GIVEN TASK 1: In the adaptive clocking excerpt, at which labeled point does the minimum supply voltage occur?

PAGE EXCERPT:
begin

As shown in the previous section, several adaptive clocking schemes have been proposed to enhance the timing compensation between clock cycle and datapath delay. One natural question here is whether the existing approaches can achieve optimal compensation across different clocking network designs under severe PVT variations. To answer this question, let us first perform a brief analysis of the adaptive clocking scheme as shown in Fig. 4. The four waveforms represent (i) the resonant supply noise and the clock period modulation effect seen by (ii) the PLL, (iii) the clock network and (iv) the local flip-flops, respectively. The minimum supply voltage occurs at "A", which is also the point when the datapath delay is the worst. Suppose the adaptive PLL produces the longest clock period at "B" [13] and the clock cycle is stretched to its maximum at "C" when the supply voltage has the sharpest negative slope. Since the clock cycle is modulated by both the PLL and the clock path, the net effect results in the maximum clock cycle occurring somewhere between "B" and "C", denoted as "D". Once we account for the clock path delay, the local flip-flops see the maximum clock cycle at "E". To achieve optimal timing compensation between the clock cycle and the datapath delay, "E" needs to be aligned with the maximum datapath delay ("A") with the same phase and amplitude. Therefore, an additional phase shift and proper adjustment of the clock period's sensitivity to supply noise are required for the best possible timing compensation, as shown as "Bopt". Previous designs, however, did not consider these effects and were not able to adapt to different design parameters. Inspired by these observations, we propose an adaptive phase-shifting PLL design, in which both the phase shift and the supply noise sensitivity of the clock can be digitally programmed for the optimal performance.

end

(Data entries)
begin

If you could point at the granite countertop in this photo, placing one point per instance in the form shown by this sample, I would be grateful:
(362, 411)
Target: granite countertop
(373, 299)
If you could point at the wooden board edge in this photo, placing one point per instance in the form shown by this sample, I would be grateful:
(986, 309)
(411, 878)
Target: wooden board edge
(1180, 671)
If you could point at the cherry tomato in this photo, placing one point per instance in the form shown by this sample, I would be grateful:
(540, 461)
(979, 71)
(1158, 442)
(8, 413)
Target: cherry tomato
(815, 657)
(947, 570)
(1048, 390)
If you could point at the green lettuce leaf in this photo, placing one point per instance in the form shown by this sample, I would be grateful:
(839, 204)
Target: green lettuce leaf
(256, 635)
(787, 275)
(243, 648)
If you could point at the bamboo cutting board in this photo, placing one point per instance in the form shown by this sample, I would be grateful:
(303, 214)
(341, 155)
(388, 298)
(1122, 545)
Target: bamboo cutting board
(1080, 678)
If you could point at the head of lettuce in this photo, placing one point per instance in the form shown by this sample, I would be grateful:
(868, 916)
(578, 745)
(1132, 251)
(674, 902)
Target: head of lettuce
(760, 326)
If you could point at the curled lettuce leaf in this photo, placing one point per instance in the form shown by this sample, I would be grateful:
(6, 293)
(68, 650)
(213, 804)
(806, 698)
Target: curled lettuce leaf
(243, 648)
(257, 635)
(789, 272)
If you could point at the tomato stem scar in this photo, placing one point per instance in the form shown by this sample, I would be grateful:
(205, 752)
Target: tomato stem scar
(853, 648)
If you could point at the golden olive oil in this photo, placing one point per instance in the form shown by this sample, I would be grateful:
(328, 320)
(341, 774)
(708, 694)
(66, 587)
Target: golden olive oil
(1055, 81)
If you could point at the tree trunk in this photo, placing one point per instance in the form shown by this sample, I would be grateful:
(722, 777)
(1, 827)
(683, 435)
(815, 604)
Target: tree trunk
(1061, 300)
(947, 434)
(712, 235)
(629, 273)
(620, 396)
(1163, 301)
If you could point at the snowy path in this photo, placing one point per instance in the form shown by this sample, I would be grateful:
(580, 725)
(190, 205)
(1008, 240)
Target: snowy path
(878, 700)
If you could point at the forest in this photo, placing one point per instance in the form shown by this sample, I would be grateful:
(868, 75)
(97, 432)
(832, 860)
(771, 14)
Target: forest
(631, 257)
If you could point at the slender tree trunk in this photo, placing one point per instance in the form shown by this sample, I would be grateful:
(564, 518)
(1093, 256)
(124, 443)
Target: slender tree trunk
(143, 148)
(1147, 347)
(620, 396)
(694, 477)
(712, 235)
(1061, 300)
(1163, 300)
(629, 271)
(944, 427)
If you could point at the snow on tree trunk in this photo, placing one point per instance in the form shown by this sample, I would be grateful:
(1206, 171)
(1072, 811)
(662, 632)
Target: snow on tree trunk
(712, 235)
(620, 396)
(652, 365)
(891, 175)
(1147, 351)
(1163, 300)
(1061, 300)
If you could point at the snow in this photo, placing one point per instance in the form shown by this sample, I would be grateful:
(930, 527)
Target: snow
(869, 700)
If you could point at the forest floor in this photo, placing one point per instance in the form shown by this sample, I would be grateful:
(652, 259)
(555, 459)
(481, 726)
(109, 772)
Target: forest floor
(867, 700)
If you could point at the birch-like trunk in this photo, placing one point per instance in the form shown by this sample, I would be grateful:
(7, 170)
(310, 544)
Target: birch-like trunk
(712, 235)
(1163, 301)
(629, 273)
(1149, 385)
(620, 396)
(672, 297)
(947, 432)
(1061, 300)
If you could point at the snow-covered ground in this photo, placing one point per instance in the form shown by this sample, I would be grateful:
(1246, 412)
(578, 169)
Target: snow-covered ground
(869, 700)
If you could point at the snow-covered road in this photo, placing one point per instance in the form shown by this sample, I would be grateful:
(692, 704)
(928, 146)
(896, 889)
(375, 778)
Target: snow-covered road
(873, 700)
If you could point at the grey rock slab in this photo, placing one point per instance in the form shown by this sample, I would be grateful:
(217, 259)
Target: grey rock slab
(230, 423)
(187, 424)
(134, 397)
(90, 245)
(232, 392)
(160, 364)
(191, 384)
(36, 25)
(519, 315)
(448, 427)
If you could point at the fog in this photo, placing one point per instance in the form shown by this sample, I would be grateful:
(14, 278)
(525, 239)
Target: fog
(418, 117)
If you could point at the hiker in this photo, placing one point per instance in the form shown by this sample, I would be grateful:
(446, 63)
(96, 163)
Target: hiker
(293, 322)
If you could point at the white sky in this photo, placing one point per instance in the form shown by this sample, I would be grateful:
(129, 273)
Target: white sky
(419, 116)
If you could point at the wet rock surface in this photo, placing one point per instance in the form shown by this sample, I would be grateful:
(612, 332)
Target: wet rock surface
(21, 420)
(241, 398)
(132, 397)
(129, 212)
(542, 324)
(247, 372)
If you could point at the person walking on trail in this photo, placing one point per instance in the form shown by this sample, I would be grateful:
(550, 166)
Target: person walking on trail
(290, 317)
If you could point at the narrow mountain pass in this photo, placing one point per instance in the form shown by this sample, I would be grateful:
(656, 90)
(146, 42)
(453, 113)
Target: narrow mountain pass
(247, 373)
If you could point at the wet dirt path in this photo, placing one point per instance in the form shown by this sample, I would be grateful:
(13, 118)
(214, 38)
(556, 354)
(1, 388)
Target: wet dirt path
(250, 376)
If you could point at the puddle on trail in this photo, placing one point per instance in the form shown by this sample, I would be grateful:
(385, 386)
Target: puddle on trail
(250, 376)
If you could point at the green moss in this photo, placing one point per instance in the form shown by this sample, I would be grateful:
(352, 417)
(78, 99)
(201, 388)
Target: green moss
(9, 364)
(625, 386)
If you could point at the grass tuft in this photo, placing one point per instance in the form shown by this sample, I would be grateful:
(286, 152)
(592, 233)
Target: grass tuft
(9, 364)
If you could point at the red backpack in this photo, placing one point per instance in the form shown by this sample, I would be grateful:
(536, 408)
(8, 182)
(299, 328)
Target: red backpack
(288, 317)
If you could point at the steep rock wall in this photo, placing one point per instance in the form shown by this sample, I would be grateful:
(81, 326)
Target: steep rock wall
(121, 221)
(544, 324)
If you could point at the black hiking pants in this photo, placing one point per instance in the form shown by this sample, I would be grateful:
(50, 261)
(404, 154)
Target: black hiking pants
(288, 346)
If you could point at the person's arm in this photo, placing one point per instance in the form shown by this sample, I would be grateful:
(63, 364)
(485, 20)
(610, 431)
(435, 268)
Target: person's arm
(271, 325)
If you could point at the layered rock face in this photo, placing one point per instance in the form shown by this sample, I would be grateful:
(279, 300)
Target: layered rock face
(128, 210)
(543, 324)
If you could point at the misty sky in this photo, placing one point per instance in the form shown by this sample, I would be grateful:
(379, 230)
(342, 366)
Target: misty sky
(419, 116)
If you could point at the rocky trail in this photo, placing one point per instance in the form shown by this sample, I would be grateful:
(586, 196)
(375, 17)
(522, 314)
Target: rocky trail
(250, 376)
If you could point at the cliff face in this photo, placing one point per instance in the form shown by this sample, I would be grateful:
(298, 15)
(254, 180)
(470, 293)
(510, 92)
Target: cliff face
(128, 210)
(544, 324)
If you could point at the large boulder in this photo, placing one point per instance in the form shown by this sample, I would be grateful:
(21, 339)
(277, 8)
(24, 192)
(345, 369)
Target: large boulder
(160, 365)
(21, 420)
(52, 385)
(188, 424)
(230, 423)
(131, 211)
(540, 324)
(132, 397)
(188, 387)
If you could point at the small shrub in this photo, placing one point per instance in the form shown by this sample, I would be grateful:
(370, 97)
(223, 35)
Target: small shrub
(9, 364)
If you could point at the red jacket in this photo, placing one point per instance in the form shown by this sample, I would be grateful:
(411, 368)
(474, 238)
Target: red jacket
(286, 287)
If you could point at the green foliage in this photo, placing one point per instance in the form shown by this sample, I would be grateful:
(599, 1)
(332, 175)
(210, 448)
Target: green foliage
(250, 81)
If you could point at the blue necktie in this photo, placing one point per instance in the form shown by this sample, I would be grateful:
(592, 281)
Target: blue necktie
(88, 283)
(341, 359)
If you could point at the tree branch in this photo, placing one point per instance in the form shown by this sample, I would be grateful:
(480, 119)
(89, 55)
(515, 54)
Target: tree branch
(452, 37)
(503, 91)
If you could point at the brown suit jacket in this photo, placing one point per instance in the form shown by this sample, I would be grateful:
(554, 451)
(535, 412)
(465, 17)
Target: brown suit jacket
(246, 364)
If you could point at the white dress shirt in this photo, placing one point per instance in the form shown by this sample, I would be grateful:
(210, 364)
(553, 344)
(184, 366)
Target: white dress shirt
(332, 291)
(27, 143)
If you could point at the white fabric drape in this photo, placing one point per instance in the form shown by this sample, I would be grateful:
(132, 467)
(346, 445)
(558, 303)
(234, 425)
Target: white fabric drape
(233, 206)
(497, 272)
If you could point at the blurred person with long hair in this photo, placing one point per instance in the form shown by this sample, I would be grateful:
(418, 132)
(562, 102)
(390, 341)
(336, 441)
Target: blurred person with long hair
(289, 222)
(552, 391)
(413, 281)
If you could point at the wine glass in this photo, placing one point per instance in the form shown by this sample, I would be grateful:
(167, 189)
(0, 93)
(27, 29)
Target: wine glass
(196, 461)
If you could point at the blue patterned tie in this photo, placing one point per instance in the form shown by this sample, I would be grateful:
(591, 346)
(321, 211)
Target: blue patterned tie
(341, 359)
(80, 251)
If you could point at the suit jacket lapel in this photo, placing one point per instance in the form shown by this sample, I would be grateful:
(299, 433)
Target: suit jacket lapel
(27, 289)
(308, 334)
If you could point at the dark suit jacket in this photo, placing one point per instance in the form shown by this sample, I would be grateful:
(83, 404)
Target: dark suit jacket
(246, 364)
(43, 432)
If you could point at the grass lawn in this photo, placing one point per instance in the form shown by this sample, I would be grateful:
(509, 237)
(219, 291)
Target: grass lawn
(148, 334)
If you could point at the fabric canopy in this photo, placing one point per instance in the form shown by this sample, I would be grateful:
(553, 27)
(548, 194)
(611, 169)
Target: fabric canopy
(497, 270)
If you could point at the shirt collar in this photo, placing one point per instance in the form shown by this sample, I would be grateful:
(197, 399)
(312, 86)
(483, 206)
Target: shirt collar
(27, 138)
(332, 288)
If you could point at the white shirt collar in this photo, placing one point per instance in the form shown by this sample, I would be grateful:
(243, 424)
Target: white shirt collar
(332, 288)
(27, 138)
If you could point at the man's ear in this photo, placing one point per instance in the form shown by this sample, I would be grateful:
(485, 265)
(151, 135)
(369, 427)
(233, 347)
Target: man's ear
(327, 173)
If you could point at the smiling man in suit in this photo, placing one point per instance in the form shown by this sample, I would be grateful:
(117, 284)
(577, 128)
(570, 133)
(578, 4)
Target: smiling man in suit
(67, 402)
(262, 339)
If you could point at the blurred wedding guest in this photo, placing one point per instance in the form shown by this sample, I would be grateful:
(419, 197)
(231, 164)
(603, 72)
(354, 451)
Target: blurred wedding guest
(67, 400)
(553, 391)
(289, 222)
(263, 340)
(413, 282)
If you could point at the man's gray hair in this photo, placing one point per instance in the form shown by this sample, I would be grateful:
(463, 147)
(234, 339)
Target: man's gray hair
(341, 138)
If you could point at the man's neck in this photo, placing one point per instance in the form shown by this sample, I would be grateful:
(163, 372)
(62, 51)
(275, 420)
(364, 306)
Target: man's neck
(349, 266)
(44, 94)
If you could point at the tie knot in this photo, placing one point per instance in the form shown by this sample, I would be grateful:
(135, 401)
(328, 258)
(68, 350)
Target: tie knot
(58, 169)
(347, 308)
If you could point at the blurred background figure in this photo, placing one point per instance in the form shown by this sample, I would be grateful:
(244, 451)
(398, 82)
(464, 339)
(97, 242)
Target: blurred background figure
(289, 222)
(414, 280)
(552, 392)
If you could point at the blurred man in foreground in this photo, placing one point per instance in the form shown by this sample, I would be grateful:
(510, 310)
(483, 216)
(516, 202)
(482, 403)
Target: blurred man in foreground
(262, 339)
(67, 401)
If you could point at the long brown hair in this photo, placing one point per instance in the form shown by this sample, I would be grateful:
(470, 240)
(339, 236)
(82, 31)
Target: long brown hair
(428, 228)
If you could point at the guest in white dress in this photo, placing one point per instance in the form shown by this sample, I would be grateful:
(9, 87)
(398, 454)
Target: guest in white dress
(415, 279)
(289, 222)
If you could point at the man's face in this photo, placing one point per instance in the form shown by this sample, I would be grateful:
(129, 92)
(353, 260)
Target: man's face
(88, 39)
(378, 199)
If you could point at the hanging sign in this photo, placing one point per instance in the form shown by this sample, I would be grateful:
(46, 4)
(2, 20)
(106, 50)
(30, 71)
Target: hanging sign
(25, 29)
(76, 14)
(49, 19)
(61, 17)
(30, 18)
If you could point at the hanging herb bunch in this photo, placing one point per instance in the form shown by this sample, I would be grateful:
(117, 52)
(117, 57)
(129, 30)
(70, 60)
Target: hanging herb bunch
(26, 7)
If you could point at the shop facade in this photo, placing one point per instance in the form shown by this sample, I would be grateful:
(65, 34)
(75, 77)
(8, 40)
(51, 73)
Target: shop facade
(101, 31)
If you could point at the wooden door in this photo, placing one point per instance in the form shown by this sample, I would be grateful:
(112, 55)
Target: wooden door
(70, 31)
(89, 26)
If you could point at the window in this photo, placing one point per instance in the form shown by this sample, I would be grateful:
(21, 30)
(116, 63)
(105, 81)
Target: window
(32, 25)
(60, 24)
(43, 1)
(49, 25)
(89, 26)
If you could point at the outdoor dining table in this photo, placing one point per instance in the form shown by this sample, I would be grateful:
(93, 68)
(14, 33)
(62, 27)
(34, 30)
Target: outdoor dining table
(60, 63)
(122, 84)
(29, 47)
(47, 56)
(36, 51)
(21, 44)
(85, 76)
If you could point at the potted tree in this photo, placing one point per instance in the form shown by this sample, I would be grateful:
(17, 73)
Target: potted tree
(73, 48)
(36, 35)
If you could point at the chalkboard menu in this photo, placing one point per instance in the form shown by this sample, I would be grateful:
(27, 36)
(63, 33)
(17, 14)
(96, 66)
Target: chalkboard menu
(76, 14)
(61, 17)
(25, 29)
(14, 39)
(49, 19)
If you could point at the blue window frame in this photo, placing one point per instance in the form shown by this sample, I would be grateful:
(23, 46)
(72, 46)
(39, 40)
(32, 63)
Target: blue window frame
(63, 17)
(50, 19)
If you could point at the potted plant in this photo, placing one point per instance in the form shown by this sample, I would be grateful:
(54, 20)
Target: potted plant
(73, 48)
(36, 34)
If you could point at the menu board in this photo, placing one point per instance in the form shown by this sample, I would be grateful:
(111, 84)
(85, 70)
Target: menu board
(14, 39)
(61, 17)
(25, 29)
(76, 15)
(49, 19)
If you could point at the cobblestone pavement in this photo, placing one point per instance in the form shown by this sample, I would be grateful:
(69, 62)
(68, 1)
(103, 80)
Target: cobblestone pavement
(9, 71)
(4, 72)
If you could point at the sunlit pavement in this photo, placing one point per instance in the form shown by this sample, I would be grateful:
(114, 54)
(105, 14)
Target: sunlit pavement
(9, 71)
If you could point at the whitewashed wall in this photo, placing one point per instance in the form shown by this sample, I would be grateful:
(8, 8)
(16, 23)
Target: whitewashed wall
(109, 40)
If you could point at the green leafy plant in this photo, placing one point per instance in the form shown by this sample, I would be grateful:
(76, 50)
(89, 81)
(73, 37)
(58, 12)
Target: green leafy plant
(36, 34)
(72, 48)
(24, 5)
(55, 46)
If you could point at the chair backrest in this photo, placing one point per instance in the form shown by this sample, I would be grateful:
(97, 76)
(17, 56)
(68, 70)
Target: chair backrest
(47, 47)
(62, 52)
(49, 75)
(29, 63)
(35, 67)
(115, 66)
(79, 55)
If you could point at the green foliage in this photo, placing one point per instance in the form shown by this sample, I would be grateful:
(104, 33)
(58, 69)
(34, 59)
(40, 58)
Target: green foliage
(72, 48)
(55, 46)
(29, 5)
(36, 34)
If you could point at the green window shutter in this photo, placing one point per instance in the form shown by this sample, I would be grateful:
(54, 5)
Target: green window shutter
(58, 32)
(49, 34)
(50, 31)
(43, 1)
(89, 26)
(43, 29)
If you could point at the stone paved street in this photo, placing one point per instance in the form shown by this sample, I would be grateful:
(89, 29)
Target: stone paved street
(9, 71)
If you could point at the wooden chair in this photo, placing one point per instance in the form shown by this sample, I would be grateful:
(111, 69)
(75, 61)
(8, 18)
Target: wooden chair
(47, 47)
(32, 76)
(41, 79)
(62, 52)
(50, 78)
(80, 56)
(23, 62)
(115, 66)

end

GIVEN TASK 2: Retype the stretch of the records from the line containing "If you could point at the stone" through the end of the records, with no changes.

CORRECT OUTPUT 1: At point "A".

CORRECT OUTPUT 2:
If you could point at the stone paved street in this photo, placing one point per instance in the form shown by this sample, I would be grateful:
(89, 29)
Target: stone paved street
(9, 71)
If you could point at the wooden chair in this photo, placing one point per instance in the form shown by this sample, I would be grateful:
(111, 69)
(75, 61)
(8, 18)
Target: wooden chair
(47, 47)
(32, 76)
(41, 79)
(62, 52)
(50, 78)
(80, 56)
(23, 62)
(115, 66)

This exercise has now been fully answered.